The task
From the entries below, report only the number of lines that contain the word "instance".
╔══
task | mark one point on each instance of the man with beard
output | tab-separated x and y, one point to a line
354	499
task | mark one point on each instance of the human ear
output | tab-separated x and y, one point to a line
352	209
╚══
Reply
2